## TASK TO CARRY OUT
Reproduce the following entries verbatim, line for line.

Position annotation records
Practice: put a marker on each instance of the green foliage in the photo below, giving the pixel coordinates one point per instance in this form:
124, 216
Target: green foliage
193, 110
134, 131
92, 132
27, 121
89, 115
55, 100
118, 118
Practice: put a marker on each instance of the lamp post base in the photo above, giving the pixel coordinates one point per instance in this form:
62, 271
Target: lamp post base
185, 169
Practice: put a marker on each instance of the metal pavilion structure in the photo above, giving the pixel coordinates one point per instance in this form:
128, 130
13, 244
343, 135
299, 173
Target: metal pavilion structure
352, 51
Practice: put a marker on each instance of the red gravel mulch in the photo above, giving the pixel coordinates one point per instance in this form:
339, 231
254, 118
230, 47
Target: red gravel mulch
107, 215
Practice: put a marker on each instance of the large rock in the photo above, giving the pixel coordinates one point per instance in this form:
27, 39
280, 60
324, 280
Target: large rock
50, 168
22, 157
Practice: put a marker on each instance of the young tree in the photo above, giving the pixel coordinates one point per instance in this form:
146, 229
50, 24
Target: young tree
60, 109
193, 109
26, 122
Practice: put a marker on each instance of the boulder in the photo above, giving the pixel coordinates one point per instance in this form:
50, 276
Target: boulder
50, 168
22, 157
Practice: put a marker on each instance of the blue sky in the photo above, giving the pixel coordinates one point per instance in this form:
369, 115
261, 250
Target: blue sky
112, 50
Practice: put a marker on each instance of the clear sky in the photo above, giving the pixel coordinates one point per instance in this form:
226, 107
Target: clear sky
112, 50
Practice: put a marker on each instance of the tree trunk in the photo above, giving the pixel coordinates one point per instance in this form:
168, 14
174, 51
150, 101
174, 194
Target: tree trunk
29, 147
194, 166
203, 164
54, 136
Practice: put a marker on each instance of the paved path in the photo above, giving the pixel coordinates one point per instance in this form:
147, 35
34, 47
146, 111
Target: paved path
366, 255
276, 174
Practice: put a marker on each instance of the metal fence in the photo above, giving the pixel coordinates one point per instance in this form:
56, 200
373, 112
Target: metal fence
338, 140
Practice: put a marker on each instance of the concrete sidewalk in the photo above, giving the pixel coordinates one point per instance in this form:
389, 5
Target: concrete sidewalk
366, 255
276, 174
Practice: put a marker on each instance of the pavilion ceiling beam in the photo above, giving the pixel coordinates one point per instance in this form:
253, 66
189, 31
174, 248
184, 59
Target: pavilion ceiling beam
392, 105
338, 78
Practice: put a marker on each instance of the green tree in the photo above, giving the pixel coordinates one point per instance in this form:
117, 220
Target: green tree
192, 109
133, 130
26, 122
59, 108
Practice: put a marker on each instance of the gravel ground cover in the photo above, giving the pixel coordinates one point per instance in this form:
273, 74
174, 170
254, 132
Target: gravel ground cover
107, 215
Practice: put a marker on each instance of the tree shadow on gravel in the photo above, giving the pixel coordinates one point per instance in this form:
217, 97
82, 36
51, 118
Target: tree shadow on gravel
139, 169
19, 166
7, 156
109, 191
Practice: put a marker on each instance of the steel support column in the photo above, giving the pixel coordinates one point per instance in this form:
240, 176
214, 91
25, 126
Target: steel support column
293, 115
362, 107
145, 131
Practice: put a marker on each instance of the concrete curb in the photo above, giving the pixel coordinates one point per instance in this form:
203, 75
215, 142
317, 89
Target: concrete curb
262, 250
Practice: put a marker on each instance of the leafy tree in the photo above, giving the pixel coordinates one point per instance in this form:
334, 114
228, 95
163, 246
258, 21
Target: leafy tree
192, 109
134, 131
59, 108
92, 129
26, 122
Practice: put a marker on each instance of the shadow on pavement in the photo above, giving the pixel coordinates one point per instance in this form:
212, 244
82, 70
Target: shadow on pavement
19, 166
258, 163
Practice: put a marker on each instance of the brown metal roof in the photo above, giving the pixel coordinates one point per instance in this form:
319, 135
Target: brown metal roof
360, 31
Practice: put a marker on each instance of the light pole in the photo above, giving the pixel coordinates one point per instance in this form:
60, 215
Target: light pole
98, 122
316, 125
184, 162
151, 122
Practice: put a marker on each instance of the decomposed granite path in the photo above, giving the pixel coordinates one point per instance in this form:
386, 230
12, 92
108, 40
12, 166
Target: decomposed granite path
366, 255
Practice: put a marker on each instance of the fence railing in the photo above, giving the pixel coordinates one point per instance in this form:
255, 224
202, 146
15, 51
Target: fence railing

## ANSWER IN FULL
Practice: put a marker on each instance of the green foliage in the photo below, giving the pixel coordinates one point per instance in this form:
124, 216
Target: green foliage
193, 110
134, 131
92, 132
27, 121
89, 115
55, 100
118, 118
Practice: put a marker on each instance of the lamp post base in the photo above, giving the pixel coordinates one point per instance in this form:
62, 271
Target: lamp post base
185, 169
Practice: put a marker on each instance of the metal pavilion structure in the photo above, giving the pixel coordinates one point per instance in this form:
128, 130
13, 244
343, 135
299, 173
Target: metal pavilion structure
352, 51
Practice: put a marker on each instance of the red gravel mulch in the photo above, giving the pixel coordinates one point per instance in this form:
339, 231
254, 118
230, 47
Target: red gravel mulch
107, 215
Practice: put a marker on each instance of the large rock in the photo above, giving the pixel coordinates one point per instance in this form:
27, 39
280, 60
324, 280
Target: large rock
50, 168
22, 157
Practice: put a marker on each instance of the young tree in the photo above, giving the pixel coordinates one point per instance in this form:
146, 229
50, 24
Target: young tree
60, 109
193, 109
26, 122
Practice: put a marker on each instance of the boulder in the photo above, giving the pixel coordinates one point per instance in this form:
50, 276
Target: boulder
50, 168
22, 157
Practice: put a marker on each instance of the blue sky in the photo above, giving the pixel coordinates one point per instance in this form:
369, 115
261, 250
Target: blue sky
112, 50
Practice: put a marker on each instance of the clear sky in the photo above, giving the pixel coordinates one point per instance in this form:
226, 107
Target: clear sky
112, 50
Practice: put a marker on each instance of the tree trunk in the photo above, giving the pixel coordinates one point per instance in this form:
168, 14
174, 51
150, 101
174, 194
Target: tree trunk
29, 147
194, 166
203, 164
54, 136
Practice: put a marker on each instance of the paved path in the photo above, giving the pixel coordinates one point per instance in this form:
147, 35
34, 47
146, 111
Target: paved path
366, 255
276, 174
Practice: put a marker on each instance of the metal fence in the photo above, giving the pixel coordinates one point per instance in this form:
56, 200
373, 112
Target: metal fence
338, 140
Practice: put a marker on each instance of the concrete sidewalk in the photo above, giving the pixel coordinates one point per instance in this form:
389, 5
Target: concrete sidewalk
366, 255
276, 174
Practice: put a marker on each instance of the pavilion ceiling beam in the photo above, giving the pixel coordinates one point per instance in this form:
253, 66
189, 31
174, 248
184, 59
Target: pavilion ceiling beam
392, 105
338, 78
Practice: put a marker on each instance of the green tree in the photo above, giving the pixel coordinates one point per instance in this form:
117, 220
Target: green tree
192, 109
133, 130
26, 122
59, 108
Practice: put a marker on each instance of the gravel ground cover in the photo above, giving the pixel coordinates one point per instance in this form:
273, 74
174, 170
254, 132
Target: gravel ground cover
107, 215
Practice: put a marker on each instance of the tree shadow on gravel in the photo above, giving the pixel coordinates one point per instance in this form:
217, 97
82, 36
51, 118
Target: tree shadow on gravel
139, 169
19, 166
7, 156
109, 191
Practice: put a marker on each instance of the steel support column in the photo above, giving the pixel coordinates one point per instance in this form:
240, 176
214, 91
25, 126
Target: steel support column
293, 115
362, 107
145, 131
Practice: put a marker on each instance of the concrete curb in the photo above, giving the pixel coordinates one point per instance in this form:
203, 75
215, 142
317, 89
Target: concrete curb
262, 250
Practice: put a marker on each instance of the leafy tree in the photo above, giving the pixel coordinates one point per instance in this form:
334, 114
228, 95
163, 246
258, 21
Target: leafy tree
192, 109
134, 131
59, 108
92, 129
26, 122
Practice: put a marker on each instance of the shadow on pavement in the photo above, giving the pixel coordinates one point per instance in this form:
212, 244
82, 70
Target: shadow on pavement
19, 166
258, 163
Practice: put a marker on each instance of the brown metal roof in the photo above, giving the pixel coordinates one point per instance in this form:
319, 135
Target: brown metal roof
360, 31
Practice: put a marker on each instance of the light pole in the photo above, giving the pixel coordinates one point per instance in this form:
60, 215
Target: light pole
98, 122
316, 125
184, 162
151, 122
Practice: put a marker on each instance of the decomposed granite path in the photo above, giving the pixel coordinates one point per instance in this form:
386, 230
12, 92
108, 40
12, 166
Target: decomposed granite path
366, 255
Practice: put a marker on each instance of the fence railing in the photo above, giving the pixel coordinates one point per instance in this form:
255, 224
202, 146
15, 51
Target: fence railing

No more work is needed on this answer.